RECORDS PROVIDED:
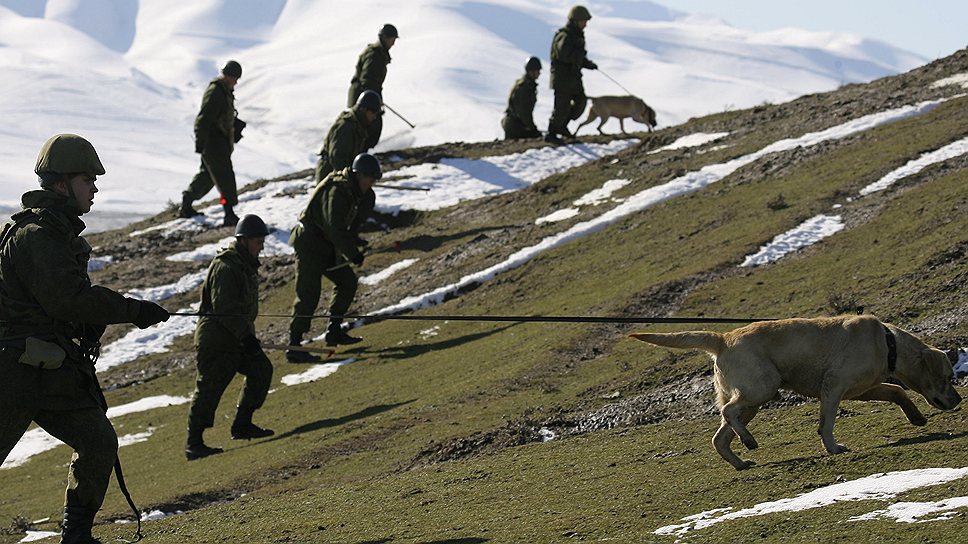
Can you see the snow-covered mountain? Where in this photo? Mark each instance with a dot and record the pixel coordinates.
(129, 75)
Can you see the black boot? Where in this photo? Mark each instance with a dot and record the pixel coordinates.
(293, 356)
(244, 429)
(78, 522)
(336, 336)
(195, 447)
(186, 211)
(230, 218)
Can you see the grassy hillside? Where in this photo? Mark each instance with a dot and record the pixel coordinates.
(434, 432)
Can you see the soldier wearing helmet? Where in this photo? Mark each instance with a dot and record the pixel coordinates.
(568, 58)
(518, 121)
(325, 244)
(371, 72)
(51, 321)
(225, 340)
(217, 130)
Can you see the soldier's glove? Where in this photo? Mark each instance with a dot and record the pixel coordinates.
(150, 314)
(251, 344)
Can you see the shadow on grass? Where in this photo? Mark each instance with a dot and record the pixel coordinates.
(335, 422)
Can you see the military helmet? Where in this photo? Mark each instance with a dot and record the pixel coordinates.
(388, 31)
(368, 165)
(68, 154)
(370, 100)
(251, 226)
(579, 13)
(232, 69)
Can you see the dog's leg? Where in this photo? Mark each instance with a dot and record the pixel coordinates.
(830, 396)
(895, 394)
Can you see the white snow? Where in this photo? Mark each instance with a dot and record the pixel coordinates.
(807, 233)
(129, 76)
(881, 486)
(37, 440)
(317, 372)
(950, 151)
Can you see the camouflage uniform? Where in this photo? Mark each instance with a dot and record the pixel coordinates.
(231, 292)
(518, 121)
(215, 140)
(324, 238)
(46, 294)
(568, 57)
(371, 72)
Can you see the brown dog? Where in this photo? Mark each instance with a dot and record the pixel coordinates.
(604, 107)
(833, 358)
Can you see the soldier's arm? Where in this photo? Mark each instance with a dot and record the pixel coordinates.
(49, 270)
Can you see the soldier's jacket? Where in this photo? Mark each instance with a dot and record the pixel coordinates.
(521, 101)
(216, 117)
(371, 71)
(345, 139)
(231, 291)
(568, 57)
(331, 212)
(46, 293)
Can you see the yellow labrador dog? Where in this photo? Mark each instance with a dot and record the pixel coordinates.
(604, 107)
(830, 358)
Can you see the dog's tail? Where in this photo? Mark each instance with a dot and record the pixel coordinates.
(711, 342)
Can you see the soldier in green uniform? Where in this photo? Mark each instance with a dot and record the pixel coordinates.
(51, 321)
(217, 130)
(518, 121)
(326, 245)
(225, 340)
(568, 57)
(371, 72)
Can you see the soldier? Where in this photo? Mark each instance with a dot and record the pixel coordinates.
(326, 245)
(217, 130)
(568, 57)
(371, 71)
(518, 121)
(225, 340)
(51, 321)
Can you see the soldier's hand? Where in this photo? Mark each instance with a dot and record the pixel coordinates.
(150, 314)
(251, 344)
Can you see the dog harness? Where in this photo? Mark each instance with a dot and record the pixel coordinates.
(891, 349)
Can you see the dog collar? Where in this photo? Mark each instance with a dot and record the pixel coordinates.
(891, 349)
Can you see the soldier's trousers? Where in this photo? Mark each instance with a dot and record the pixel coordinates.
(215, 171)
(314, 260)
(215, 370)
(88, 431)
(569, 105)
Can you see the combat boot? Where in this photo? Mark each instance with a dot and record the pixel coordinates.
(336, 336)
(78, 522)
(244, 429)
(186, 211)
(195, 447)
(230, 219)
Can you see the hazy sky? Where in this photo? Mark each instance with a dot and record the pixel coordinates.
(930, 28)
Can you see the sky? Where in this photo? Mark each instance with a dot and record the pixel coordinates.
(930, 28)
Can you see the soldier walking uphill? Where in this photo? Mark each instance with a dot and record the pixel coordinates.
(51, 321)
(225, 340)
(518, 121)
(371, 72)
(326, 245)
(568, 57)
(217, 130)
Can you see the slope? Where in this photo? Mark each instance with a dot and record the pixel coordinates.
(434, 433)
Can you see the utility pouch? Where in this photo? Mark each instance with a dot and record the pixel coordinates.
(42, 354)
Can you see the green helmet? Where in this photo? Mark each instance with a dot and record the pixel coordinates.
(68, 154)
(579, 13)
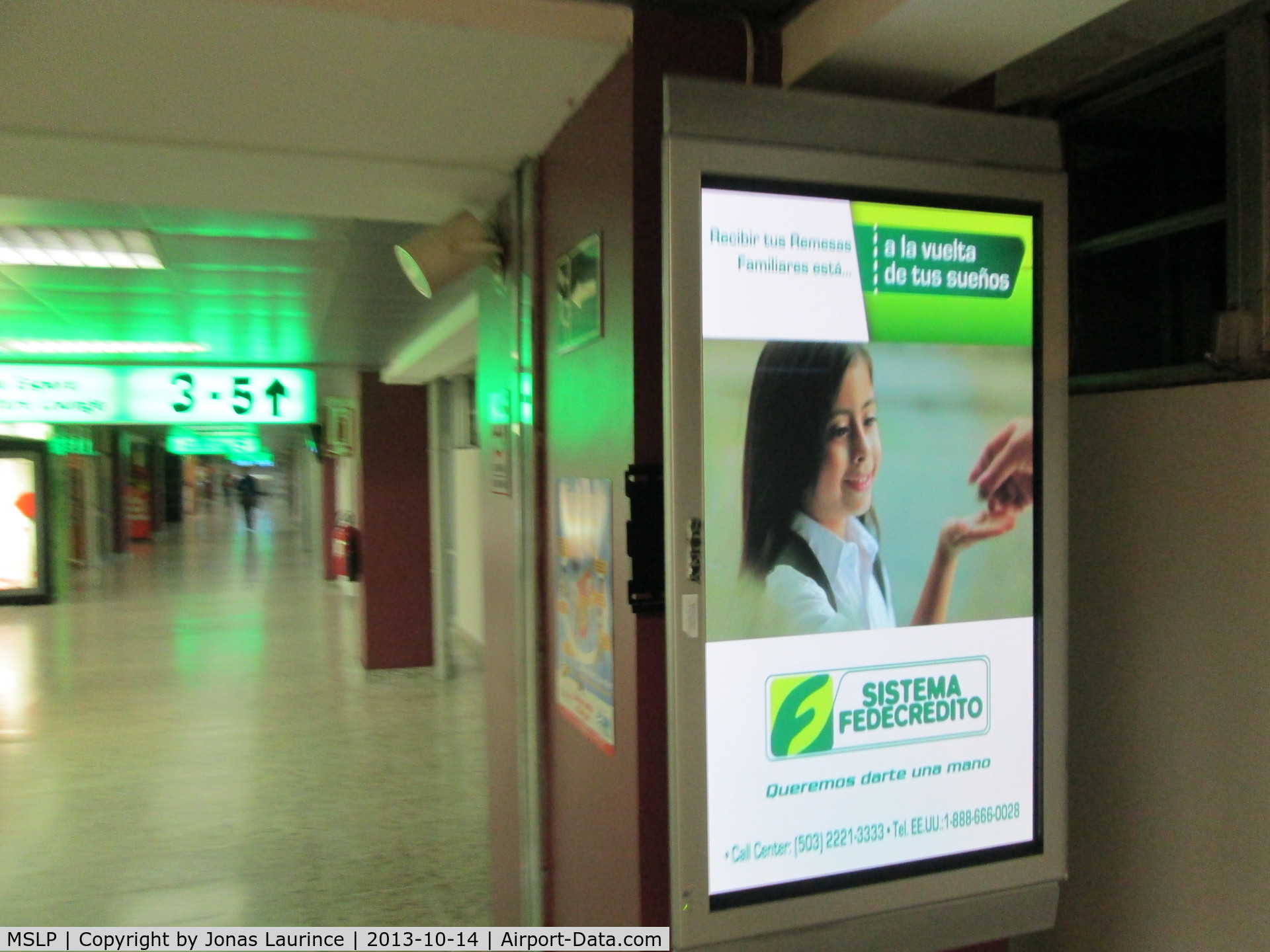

INSTRUCTIONS TO FOLLOW: Restate word for word, please, the line containing "Can you see the hazy" and all lines after it through the end of the material; the pictures do not belong in the copy.

THE ANSWER:
Can you see the hazy sky? Where in this photo? Mark each instance with a dot and record the pixel coordinates.
(930, 28)
Can you see the sky? Where in this photo? Mark each instance with a dot and record the pixel coordinates.
(930, 28)
Can you see the soldier walking uphill? Where in this photo? Mark each instance with a dot and record the pixel coordinates.
(51, 321)
(225, 340)
(518, 121)
(371, 72)
(326, 245)
(568, 57)
(217, 130)
Can you see the slope? Where in this photo? Mark each instance with a dot and record the pixel coordinates.
(434, 433)
Can you see the utility pouch? Where in this photo? Mark each instance with a dot and record the pixel coordinates.
(42, 354)
Can you see the green helmet? Where in this photo? Mark each instance with a dot and record the pixel coordinates.
(68, 154)
(579, 13)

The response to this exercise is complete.